(Natural language region descriptions)

● ● ● ●

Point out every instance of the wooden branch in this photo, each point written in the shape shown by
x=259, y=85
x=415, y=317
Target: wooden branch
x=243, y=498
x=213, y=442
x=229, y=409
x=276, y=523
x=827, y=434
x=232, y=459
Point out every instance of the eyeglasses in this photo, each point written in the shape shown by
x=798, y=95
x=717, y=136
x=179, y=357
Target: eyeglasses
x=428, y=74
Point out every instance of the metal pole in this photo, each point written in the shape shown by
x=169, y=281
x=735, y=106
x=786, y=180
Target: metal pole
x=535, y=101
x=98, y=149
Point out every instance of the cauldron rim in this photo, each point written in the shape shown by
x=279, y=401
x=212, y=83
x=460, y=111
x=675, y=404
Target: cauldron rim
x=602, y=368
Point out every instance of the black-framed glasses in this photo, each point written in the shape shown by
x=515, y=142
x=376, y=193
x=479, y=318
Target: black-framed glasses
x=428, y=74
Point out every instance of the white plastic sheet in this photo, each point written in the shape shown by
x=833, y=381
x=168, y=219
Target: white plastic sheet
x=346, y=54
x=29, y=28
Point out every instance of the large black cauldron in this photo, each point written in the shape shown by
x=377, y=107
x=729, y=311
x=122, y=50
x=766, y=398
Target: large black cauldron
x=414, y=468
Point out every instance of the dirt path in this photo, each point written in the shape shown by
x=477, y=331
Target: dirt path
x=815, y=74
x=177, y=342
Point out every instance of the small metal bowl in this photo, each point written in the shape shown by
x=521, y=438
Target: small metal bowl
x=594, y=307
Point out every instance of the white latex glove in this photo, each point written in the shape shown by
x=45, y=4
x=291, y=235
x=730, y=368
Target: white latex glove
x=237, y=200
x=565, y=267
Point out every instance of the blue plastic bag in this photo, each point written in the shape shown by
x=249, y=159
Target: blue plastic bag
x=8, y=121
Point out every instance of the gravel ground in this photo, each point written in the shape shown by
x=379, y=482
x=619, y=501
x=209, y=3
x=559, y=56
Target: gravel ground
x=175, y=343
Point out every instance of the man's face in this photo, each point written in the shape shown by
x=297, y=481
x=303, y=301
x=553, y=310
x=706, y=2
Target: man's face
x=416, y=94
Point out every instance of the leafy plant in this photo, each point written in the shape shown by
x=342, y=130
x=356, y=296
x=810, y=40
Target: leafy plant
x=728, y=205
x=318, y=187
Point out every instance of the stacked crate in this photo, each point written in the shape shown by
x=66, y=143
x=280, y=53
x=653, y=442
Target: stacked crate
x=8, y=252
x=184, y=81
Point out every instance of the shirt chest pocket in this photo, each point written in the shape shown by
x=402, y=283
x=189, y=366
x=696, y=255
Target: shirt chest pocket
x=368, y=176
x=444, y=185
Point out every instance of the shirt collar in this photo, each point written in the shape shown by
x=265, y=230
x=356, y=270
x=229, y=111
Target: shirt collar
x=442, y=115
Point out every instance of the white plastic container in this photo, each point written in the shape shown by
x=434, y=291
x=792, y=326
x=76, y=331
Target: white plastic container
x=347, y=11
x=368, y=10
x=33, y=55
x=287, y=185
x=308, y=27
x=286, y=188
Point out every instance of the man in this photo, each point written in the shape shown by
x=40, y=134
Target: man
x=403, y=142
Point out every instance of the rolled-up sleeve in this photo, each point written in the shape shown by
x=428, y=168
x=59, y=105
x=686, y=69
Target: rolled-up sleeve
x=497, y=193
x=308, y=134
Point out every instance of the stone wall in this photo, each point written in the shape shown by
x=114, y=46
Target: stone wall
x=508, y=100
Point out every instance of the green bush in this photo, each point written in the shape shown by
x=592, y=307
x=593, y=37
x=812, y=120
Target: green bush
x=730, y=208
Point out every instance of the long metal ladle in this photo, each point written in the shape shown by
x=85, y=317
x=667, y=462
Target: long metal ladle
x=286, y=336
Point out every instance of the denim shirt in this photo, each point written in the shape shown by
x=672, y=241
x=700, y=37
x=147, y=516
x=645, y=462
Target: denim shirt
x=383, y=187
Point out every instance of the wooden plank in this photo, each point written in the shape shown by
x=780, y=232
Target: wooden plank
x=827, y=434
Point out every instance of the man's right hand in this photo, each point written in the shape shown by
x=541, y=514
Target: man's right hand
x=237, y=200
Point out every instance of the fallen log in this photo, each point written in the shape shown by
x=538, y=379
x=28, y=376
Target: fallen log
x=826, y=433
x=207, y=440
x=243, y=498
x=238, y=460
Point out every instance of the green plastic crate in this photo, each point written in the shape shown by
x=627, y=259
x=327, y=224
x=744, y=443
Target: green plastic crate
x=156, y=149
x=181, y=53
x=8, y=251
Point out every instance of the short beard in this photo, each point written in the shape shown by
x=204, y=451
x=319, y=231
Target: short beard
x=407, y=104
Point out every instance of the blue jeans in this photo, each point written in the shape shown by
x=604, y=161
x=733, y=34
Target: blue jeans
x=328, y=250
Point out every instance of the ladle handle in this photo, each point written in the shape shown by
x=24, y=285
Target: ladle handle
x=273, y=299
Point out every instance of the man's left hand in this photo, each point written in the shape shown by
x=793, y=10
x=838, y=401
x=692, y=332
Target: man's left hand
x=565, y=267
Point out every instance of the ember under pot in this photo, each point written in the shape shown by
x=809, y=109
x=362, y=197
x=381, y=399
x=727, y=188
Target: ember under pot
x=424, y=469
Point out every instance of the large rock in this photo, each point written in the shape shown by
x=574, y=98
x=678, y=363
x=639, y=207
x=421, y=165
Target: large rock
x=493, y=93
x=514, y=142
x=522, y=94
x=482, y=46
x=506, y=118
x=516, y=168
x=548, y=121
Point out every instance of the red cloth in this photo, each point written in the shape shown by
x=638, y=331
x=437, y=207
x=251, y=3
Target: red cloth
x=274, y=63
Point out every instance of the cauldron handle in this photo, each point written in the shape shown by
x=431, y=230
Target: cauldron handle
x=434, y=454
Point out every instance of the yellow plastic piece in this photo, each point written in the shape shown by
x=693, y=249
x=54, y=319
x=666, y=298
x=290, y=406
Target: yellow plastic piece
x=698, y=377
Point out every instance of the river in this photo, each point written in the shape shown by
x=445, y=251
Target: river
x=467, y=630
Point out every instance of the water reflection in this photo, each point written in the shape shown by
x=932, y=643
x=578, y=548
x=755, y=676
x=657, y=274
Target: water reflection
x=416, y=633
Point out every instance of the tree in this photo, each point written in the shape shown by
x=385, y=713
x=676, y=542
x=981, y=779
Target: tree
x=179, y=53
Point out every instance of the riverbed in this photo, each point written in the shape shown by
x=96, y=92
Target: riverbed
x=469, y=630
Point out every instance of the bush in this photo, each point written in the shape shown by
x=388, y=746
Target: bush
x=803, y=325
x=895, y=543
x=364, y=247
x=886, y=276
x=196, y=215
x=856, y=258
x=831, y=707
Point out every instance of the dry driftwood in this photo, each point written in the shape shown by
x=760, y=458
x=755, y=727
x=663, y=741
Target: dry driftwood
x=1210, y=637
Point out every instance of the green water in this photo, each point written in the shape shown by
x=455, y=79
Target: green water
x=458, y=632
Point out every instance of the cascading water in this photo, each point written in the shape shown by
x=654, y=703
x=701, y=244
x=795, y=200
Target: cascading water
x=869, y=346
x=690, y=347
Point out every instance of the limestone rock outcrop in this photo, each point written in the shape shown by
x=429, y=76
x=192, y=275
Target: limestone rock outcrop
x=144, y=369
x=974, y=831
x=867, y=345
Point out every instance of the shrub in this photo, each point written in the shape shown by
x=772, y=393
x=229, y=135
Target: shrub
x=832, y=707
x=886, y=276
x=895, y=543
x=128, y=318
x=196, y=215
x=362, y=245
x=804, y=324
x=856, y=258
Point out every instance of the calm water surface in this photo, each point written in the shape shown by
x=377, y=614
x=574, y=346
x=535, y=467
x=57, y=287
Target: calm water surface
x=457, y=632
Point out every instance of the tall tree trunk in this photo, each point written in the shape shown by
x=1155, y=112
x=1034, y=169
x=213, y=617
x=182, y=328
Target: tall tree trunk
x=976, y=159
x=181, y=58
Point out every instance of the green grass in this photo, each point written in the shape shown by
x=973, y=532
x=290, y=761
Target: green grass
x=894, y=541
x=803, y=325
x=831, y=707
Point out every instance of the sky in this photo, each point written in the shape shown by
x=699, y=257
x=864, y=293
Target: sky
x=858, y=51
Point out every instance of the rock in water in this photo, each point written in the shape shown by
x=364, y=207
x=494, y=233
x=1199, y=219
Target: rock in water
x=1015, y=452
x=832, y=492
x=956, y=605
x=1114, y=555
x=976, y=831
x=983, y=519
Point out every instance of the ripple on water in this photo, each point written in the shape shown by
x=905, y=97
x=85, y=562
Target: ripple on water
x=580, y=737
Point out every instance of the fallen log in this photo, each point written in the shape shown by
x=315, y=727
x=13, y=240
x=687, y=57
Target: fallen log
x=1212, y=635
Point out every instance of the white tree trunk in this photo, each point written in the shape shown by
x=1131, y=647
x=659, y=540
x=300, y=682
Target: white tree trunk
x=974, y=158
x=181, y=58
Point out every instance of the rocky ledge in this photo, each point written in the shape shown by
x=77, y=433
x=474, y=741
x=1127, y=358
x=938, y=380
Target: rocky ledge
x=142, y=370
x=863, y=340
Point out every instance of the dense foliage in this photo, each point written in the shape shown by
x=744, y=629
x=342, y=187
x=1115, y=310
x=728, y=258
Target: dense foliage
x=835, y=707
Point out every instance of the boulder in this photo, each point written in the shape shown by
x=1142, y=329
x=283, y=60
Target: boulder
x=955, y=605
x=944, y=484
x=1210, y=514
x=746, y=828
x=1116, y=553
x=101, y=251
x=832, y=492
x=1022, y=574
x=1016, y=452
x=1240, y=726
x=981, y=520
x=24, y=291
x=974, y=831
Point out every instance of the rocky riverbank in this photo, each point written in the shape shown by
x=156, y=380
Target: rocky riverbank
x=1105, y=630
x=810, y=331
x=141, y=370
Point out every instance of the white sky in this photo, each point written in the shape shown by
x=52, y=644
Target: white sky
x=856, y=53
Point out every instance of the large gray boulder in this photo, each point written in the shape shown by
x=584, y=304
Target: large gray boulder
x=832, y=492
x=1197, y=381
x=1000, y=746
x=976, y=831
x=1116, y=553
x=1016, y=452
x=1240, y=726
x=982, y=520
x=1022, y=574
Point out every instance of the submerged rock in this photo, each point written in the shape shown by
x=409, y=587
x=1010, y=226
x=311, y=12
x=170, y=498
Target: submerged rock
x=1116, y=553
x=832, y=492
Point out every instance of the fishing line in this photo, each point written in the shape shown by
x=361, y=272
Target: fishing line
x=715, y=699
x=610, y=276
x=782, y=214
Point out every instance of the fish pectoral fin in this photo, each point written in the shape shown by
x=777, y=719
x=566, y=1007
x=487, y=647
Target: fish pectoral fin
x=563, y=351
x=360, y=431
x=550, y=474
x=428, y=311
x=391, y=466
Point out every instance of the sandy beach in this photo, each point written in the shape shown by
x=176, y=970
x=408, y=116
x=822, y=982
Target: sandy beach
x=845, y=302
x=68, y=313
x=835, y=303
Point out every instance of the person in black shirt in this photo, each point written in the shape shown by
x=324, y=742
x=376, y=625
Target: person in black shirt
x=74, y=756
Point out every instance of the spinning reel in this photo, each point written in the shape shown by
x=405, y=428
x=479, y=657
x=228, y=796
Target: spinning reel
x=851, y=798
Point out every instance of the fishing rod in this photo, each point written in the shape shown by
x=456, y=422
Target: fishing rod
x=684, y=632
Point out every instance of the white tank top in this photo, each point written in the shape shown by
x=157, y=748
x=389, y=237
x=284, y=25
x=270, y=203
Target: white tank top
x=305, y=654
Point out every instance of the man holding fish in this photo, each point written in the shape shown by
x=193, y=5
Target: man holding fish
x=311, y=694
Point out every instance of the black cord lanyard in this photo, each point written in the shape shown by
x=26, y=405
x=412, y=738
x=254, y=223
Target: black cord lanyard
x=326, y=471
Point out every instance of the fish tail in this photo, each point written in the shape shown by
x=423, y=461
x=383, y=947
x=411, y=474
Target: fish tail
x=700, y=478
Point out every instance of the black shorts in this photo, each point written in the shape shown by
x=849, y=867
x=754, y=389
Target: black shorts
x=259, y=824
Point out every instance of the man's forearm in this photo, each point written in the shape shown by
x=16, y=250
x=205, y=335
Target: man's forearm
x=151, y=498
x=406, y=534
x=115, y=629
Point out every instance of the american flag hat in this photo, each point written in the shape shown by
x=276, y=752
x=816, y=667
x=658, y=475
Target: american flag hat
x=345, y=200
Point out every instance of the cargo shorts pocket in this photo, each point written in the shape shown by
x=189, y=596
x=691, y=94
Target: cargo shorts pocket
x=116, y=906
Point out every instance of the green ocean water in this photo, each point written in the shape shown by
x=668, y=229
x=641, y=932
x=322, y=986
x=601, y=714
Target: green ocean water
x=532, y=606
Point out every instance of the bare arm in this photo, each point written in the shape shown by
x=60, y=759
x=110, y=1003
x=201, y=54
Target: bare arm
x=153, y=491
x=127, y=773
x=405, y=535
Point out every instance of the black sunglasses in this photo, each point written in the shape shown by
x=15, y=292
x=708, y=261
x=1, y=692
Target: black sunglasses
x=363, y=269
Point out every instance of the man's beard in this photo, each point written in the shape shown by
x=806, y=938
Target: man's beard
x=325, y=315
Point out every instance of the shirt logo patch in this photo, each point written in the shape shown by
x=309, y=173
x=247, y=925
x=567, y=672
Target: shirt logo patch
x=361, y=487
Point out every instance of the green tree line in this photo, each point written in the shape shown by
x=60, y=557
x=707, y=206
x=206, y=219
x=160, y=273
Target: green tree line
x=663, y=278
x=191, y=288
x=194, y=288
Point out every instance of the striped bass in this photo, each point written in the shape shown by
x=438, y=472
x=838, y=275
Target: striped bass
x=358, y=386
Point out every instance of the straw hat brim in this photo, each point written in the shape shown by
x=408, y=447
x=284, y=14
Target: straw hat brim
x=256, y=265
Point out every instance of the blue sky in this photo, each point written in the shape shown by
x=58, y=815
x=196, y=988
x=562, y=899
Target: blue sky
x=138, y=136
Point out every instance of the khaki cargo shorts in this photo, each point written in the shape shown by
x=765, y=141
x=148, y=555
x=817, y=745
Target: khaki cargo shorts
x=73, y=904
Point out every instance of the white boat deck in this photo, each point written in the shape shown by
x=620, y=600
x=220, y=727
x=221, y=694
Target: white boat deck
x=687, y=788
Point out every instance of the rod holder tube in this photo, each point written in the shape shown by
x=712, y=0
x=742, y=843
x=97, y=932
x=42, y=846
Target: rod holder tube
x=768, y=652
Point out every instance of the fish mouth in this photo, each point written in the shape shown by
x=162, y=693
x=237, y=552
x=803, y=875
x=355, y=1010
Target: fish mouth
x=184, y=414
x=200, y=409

● ● ● ●

Problem requirements — Give only the lines from the one holding "x=657, y=274" through the one holding "x=388, y=746", each restated exactly as it appears above.

Output for this exercise —
x=657, y=274
Target: water reflection
x=416, y=633
Point out every instance of the tree in this photo, each point written in the shape shown by
x=385, y=713
x=676, y=542
x=981, y=779
Target: tree
x=179, y=53
Point out every instance of the riverbed in this photo, each point written in the shape shown by
x=96, y=92
Target: riverbed
x=469, y=630
Point out every instance of the bush in this photo, each point written in the shape shown by
x=388, y=746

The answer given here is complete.